## Exercise description
Across the lines of the records below, how many have the string "blue" in them? Answer with the number alone.

Entries provided START

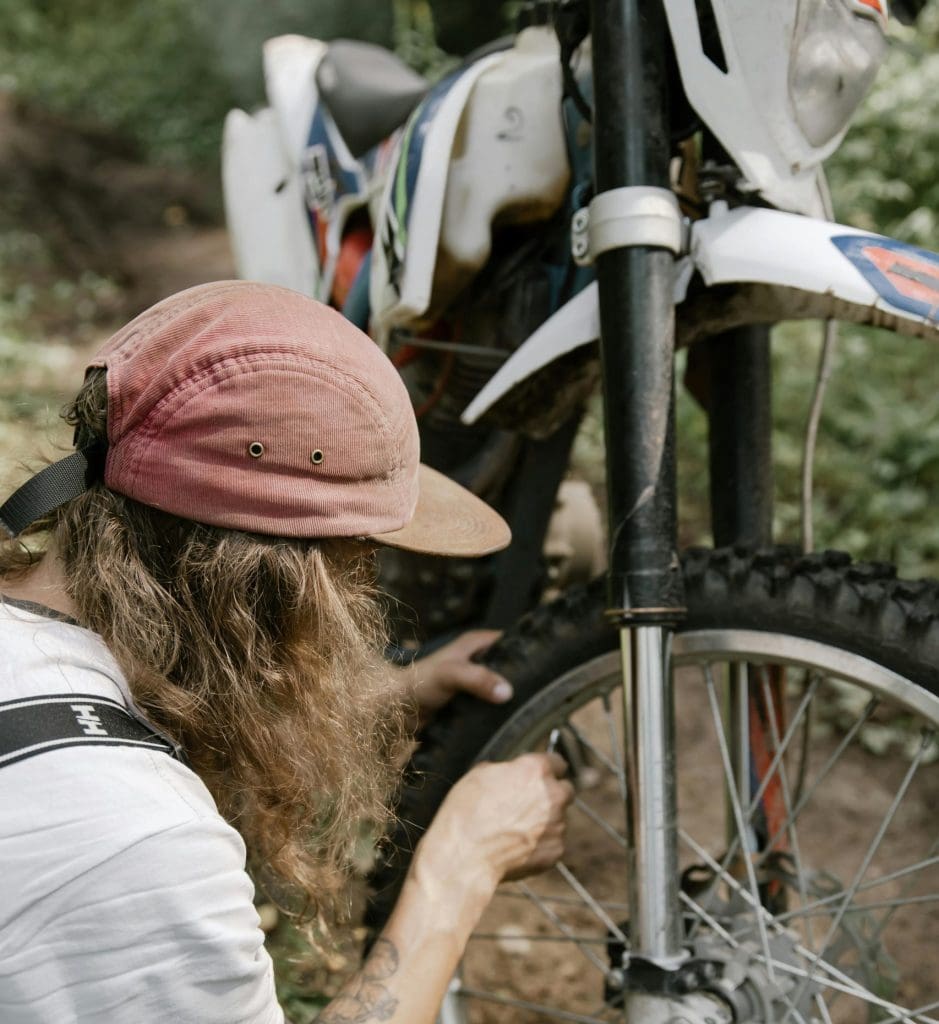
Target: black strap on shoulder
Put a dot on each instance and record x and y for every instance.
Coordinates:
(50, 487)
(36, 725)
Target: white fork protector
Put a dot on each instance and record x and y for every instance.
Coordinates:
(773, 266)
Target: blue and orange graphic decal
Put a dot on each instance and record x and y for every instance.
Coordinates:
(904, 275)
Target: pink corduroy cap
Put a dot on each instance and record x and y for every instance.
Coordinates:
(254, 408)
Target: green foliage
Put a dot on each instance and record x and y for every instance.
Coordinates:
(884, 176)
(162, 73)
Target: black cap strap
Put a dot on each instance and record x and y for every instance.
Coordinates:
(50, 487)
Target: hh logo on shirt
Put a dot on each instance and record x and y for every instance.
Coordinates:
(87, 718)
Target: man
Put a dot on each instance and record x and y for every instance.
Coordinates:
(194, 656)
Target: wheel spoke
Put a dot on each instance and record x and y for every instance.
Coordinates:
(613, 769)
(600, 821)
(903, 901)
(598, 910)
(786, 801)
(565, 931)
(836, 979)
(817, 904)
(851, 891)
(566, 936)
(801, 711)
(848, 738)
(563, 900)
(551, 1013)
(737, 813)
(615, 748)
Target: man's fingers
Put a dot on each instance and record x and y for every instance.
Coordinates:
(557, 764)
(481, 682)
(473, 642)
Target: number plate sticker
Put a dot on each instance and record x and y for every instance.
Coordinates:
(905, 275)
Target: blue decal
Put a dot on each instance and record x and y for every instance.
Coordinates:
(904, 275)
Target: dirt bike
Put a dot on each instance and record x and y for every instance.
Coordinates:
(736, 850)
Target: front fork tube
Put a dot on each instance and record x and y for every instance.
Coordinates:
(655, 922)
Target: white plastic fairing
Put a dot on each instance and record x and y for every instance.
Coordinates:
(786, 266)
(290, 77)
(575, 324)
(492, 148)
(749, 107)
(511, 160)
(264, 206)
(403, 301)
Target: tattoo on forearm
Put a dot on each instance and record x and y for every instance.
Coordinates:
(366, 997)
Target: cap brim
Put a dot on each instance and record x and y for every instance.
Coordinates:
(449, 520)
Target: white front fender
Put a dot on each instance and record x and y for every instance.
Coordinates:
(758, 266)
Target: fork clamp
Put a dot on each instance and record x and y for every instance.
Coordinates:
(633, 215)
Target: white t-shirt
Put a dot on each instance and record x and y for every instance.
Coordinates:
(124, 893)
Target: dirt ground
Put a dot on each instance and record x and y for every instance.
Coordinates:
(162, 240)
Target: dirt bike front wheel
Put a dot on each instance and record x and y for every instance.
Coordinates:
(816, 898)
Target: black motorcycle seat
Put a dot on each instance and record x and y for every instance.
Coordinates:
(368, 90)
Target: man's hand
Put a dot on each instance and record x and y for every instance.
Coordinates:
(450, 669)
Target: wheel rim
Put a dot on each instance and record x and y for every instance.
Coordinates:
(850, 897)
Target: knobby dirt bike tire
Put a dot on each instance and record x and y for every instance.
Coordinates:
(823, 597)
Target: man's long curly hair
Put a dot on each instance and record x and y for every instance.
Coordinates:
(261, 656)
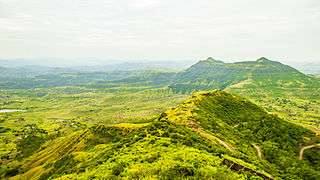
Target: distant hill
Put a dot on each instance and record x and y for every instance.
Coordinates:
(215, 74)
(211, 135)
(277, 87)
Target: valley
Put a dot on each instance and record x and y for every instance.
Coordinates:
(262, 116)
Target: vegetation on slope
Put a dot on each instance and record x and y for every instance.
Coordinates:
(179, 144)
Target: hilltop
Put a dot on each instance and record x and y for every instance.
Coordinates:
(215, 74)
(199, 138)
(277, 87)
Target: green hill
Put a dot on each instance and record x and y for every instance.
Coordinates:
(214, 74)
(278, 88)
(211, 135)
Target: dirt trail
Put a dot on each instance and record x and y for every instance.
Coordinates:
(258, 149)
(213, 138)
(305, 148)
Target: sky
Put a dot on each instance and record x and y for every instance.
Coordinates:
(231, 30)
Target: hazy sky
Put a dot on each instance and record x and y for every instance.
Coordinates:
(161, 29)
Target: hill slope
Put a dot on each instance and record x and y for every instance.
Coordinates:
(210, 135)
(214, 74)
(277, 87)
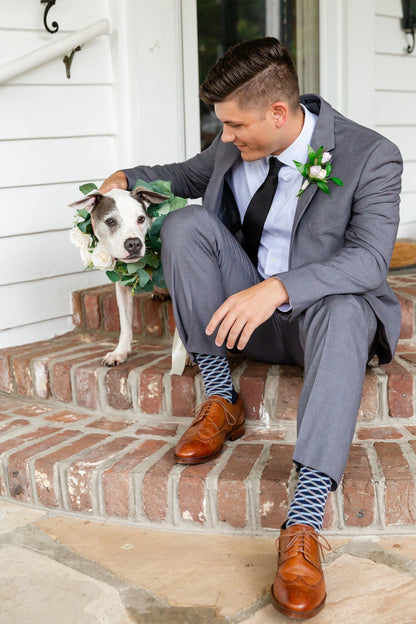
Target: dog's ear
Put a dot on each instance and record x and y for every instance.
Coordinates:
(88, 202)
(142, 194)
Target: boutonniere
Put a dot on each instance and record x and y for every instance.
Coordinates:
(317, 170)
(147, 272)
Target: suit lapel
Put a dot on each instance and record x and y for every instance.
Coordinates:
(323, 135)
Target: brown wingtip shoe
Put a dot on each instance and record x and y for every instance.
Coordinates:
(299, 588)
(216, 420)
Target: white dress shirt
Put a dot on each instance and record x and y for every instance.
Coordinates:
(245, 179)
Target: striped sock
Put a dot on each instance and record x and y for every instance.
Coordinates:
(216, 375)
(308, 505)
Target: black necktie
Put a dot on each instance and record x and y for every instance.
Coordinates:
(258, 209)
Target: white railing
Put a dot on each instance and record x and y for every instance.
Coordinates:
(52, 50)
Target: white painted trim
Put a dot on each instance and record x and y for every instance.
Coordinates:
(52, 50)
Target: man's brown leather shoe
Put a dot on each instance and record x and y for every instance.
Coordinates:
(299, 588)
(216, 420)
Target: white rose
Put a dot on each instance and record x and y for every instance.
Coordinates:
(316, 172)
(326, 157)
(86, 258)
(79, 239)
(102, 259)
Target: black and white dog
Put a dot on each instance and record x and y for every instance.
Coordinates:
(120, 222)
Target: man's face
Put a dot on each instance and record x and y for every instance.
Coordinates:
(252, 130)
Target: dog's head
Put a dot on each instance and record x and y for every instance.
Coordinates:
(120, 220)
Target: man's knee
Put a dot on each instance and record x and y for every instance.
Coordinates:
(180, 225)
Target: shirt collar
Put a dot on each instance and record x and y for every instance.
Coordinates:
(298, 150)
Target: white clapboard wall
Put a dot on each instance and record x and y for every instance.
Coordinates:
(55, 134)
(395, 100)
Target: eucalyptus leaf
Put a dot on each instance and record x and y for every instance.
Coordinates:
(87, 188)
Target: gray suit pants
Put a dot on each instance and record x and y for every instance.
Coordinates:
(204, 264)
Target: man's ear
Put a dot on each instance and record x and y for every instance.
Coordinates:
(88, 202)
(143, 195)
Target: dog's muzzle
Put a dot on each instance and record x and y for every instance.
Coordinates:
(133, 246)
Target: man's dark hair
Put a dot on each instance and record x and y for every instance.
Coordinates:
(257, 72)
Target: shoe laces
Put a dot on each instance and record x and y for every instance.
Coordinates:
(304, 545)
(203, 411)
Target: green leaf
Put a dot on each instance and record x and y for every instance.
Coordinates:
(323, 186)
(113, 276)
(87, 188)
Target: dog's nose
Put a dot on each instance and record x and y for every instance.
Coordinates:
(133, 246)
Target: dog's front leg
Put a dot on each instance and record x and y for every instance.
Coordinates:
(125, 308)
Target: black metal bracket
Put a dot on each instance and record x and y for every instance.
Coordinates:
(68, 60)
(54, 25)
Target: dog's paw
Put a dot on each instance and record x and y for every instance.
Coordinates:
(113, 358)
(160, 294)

Entries provided END

## Answer section
2